(Pointing dataset entries)
>> Start
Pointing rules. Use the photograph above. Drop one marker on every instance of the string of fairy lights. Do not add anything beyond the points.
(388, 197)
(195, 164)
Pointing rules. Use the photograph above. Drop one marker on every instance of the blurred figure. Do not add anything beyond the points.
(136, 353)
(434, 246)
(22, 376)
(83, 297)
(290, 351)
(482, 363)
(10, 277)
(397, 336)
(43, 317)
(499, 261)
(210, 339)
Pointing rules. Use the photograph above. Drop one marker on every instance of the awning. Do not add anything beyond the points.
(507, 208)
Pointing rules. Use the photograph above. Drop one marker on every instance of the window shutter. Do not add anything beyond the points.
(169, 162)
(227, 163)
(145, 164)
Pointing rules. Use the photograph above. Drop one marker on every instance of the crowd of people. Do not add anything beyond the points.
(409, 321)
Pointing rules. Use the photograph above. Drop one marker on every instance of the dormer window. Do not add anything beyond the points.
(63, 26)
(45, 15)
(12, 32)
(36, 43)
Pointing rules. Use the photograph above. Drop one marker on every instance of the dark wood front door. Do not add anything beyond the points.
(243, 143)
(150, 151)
>> End
Stated exercise: Reproduce every line of the entries above, including the requests, with each coordinate in the answers multiplied by 0.45 and rounded to the nearest whole number, halves rounding up.

Answer for this exercise:
Pointing rules. Use the photograph above. Drop one marker on every instance of the string of fairy lights. Do not add anything beyond the points.
(175, 89)
(88, 74)
Pointing rules. Use the photograph above. Drop one marker on every instance of the blurred figure. Do not add anything beyond the points.
(61, 159)
(195, 111)
(10, 169)
(37, 134)
(131, 158)
(217, 163)
(5, 125)
(179, 151)
(19, 143)
(225, 117)
(95, 153)
Pointing rules. Use the photograph above. Drop one marker on every instance of the awning. Do not add anything beyond the points.
(228, 94)
Pointing rules. Use the photograph above. Drop one marker on every instance of the window shutter. Do not add anything beyond the points.
(76, 73)
(102, 73)
(65, 74)
Pointing rules. Use the photograph above. Drop one marker on every instance of the crowd of people. Do not add anything beyond the points.
(184, 144)
Pointing rules. Use the photograph above. Drop one marker on every instance of the dormer window. Do not add anything beyond the points.
(28, 12)
(20, 7)
(5, 14)
(16, 19)
Pointing rules. Use the photograph above. Drop one marker on every instance of the dark wood front door. Do not add anything beyond the points.
(109, 64)
(68, 68)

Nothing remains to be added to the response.